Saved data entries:

◆ ◆ ◆ ◆ ◆

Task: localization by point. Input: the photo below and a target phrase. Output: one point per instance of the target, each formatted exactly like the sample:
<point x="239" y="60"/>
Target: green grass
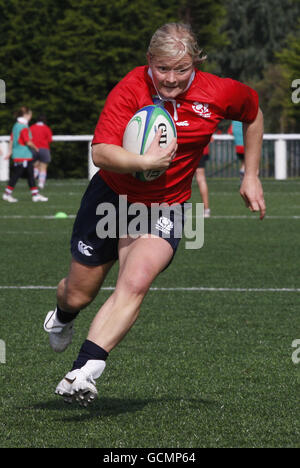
<point x="198" y="369"/>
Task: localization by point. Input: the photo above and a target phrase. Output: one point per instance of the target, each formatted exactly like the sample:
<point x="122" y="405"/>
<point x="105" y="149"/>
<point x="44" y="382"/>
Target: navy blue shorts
<point x="43" y="155"/>
<point x="104" y="217"/>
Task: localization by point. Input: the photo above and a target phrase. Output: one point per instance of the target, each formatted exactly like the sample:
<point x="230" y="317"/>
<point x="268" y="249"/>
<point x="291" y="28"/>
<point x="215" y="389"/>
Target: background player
<point x="21" y="149"/>
<point x="41" y="137"/>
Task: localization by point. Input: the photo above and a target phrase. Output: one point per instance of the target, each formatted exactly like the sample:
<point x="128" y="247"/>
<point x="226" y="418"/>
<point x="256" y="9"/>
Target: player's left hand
<point x="252" y="192"/>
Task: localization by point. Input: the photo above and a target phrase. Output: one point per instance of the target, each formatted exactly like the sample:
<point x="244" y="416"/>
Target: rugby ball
<point x="141" y="130"/>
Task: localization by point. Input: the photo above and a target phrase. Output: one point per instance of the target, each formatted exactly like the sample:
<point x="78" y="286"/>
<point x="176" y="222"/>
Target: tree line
<point x="62" y="57"/>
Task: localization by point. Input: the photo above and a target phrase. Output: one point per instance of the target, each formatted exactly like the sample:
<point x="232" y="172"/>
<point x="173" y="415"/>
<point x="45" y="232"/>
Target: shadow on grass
<point x="106" y="407"/>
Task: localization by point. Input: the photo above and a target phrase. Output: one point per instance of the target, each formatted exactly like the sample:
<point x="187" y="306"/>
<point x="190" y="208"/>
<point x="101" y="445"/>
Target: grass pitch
<point x="207" y="364"/>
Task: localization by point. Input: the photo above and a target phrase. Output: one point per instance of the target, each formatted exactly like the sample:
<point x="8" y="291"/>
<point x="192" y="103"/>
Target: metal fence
<point x="280" y="156"/>
<point x="277" y="160"/>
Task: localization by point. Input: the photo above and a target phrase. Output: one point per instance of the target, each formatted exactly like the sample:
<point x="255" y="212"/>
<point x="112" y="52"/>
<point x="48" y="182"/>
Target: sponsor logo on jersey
<point x="84" y="249"/>
<point x="201" y="109"/>
<point x="185" y="123"/>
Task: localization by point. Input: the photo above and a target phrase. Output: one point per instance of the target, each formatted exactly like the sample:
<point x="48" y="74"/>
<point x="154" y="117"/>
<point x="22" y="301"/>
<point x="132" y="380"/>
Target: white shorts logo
<point x="201" y="109"/>
<point x="84" y="249"/>
<point x="164" y="225"/>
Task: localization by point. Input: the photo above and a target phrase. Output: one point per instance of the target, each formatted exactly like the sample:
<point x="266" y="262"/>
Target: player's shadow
<point x="106" y="407"/>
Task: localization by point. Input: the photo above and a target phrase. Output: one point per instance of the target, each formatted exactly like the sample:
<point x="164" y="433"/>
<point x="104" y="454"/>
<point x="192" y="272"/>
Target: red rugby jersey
<point x="196" y="113"/>
<point x="41" y="135"/>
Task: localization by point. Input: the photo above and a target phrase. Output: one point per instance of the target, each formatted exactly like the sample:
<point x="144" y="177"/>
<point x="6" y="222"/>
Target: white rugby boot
<point x="79" y="385"/>
<point x="60" y="334"/>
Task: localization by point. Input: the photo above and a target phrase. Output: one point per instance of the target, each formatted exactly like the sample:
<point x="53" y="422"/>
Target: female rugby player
<point x="200" y="100"/>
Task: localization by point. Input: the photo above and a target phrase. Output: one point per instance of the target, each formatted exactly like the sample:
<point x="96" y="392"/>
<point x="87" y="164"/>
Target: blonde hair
<point x="175" y="40"/>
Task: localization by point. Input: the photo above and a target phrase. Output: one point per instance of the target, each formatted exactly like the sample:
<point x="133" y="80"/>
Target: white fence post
<point x="4" y="163"/>
<point x="280" y="160"/>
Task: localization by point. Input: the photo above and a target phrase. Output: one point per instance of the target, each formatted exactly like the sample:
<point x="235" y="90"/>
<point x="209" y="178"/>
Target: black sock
<point x="89" y="350"/>
<point x="65" y="317"/>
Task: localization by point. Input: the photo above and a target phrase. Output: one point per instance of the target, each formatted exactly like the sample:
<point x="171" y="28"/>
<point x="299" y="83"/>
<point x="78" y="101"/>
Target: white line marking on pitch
<point x="191" y="289"/>
<point x="212" y="217"/>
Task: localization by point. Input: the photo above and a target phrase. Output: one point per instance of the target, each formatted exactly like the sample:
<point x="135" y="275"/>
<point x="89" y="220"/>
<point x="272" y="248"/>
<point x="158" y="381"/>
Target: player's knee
<point x="139" y="283"/>
<point x="73" y="298"/>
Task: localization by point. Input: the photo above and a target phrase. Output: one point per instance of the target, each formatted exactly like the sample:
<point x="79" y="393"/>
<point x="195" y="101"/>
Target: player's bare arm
<point x="251" y="189"/>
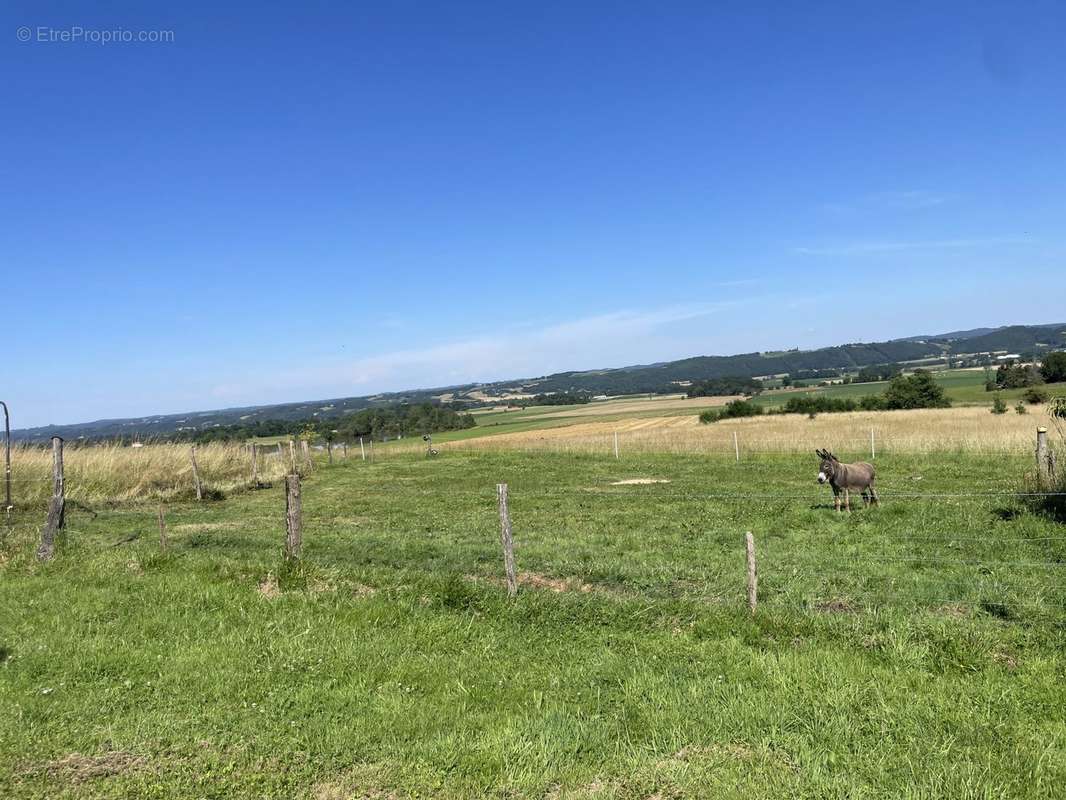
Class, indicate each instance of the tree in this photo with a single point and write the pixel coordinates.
(1053, 368)
(1034, 396)
(918, 390)
(1013, 376)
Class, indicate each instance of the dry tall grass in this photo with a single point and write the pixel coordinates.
(965, 429)
(115, 474)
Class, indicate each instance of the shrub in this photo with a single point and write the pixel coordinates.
(731, 410)
(918, 390)
(1017, 376)
(818, 404)
(872, 402)
(1034, 396)
(1053, 368)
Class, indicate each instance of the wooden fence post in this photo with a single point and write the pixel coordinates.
(6, 459)
(55, 506)
(162, 529)
(507, 540)
(753, 575)
(293, 523)
(196, 482)
(1043, 461)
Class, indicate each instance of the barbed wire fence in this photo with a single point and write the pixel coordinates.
(830, 580)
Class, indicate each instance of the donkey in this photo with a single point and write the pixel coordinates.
(846, 478)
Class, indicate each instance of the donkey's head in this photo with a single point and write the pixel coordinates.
(828, 466)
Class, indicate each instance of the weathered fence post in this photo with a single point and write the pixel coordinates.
(1043, 460)
(55, 506)
(199, 488)
(162, 529)
(6, 458)
(507, 540)
(293, 523)
(753, 574)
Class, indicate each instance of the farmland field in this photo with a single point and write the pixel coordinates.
(914, 649)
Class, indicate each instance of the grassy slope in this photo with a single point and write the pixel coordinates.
(391, 662)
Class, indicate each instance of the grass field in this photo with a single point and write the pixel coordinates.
(913, 650)
(113, 474)
(946, 430)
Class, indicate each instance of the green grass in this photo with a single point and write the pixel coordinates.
(913, 650)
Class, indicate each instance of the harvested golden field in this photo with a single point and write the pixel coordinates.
(113, 473)
(640, 405)
(969, 429)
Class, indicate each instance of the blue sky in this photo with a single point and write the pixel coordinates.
(304, 201)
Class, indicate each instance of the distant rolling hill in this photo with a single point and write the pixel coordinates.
(650, 378)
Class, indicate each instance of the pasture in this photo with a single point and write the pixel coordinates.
(914, 650)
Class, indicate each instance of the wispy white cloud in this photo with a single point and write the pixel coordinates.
(913, 200)
(615, 338)
(859, 249)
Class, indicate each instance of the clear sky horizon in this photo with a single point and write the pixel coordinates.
(280, 203)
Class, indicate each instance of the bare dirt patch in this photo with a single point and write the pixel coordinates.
(535, 580)
(837, 605)
(269, 587)
(77, 768)
(203, 527)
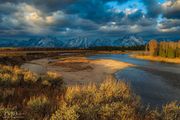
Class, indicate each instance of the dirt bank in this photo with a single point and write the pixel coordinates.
(80, 70)
(157, 58)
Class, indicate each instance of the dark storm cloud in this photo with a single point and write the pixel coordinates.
(171, 9)
(153, 7)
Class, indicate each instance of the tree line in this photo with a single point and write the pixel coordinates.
(164, 49)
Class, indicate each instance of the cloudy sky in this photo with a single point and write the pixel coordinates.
(92, 18)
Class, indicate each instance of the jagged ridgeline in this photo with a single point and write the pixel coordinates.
(164, 49)
(76, 42)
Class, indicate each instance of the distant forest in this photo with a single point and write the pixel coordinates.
(164, 49)
(99, 48)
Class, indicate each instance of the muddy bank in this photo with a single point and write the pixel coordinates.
(79, 70)
(169, 77)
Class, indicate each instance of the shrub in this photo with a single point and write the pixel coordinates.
(65, 113)
(39, 104)
(109, 100)
(171, 111)
(53, 79)
(30, 77)
(9, 113)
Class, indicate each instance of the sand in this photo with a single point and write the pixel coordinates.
(158, 59)
(80, 70)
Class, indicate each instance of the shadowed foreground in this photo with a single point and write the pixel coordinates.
(24, 95)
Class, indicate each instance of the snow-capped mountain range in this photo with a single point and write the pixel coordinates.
(77, 42)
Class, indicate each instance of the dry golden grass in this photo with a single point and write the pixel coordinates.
(43, 99)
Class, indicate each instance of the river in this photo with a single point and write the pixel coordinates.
(155, 82)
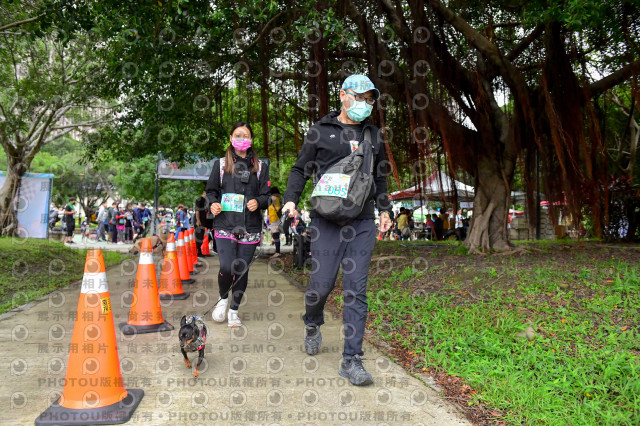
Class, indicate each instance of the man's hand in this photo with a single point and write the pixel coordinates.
(291, 206)
(385, 222)
(216, 208)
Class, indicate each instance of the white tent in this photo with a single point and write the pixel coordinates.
(434, 187)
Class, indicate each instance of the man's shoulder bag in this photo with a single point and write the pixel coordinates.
(342, 190)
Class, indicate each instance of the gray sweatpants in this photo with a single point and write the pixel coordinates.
(350, 246)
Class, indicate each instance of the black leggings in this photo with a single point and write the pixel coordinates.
(234, 260)
(276, 240)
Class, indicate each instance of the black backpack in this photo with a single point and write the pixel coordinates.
(341, 191)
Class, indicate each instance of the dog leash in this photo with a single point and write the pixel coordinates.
(255, 256)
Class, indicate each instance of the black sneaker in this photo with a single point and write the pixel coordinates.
(312, 339)
(352, 369)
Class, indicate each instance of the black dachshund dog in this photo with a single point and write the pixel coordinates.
(193, 336)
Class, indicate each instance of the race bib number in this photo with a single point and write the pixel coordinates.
(332, 184)
(232, 203)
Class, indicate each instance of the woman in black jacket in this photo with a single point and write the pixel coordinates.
(238, 189)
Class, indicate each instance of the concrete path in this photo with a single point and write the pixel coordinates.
(256, 374)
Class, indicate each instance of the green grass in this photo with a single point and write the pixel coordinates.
(32, 268)
(582, 366)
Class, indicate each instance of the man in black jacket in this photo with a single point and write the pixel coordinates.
(328, 141)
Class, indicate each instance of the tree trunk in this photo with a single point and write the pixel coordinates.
(8, 218)
(488, 227)
(264, 97)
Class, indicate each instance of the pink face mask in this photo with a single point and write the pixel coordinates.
(241, 144)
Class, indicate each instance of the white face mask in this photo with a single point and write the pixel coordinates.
(359, 110)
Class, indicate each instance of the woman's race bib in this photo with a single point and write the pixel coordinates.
(232, 203)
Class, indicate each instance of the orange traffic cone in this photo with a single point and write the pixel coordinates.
(182, 261)
(194, 249)
(204, 249)
(145, 315)
(170, 284)
(189, 249)
(93, 389)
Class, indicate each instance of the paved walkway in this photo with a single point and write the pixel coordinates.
(257, 374)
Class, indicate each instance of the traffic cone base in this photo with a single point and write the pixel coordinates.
(128, 329)
(86, 403)
(113, 414)
(181, 296)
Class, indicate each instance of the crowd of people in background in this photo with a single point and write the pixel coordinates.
(124, 223)
(434, 227)
(121, 223)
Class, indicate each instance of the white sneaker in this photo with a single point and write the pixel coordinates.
(220, 310)
(234, 320)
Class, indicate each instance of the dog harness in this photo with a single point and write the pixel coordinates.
(201, 330)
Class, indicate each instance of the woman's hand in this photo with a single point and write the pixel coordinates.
(216, 208)
(252, 205)
(385, 222)
(291, 208)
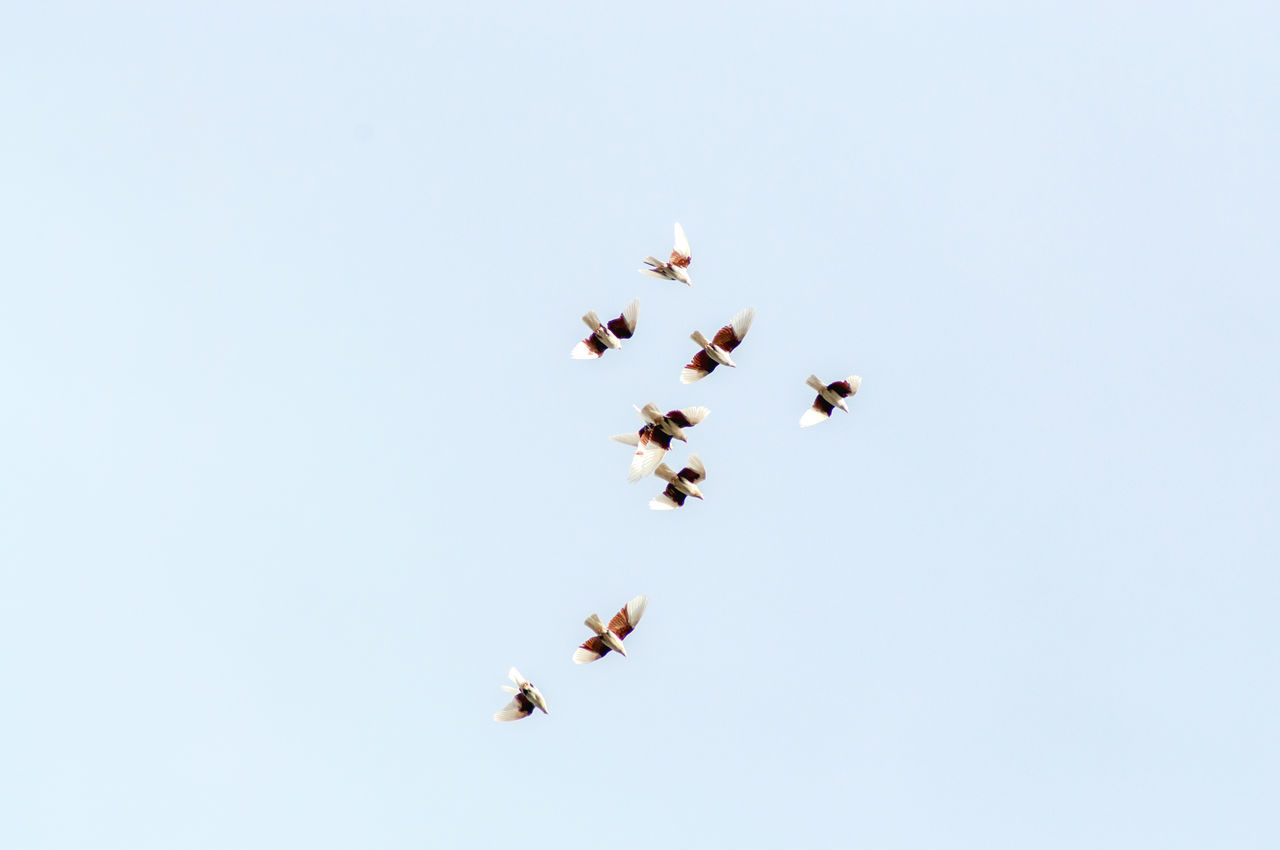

◆ ◆ ◆ ◆ ◆

Filter the records above and copy out every line that contains the word "jacket".

Class, indicate each instance of the woman in black jacket in this photo with a single point and write the pixel coordinates.
Class, indicate each instance of the man in black jacket in this photo with a single point and write the pixel coordinates.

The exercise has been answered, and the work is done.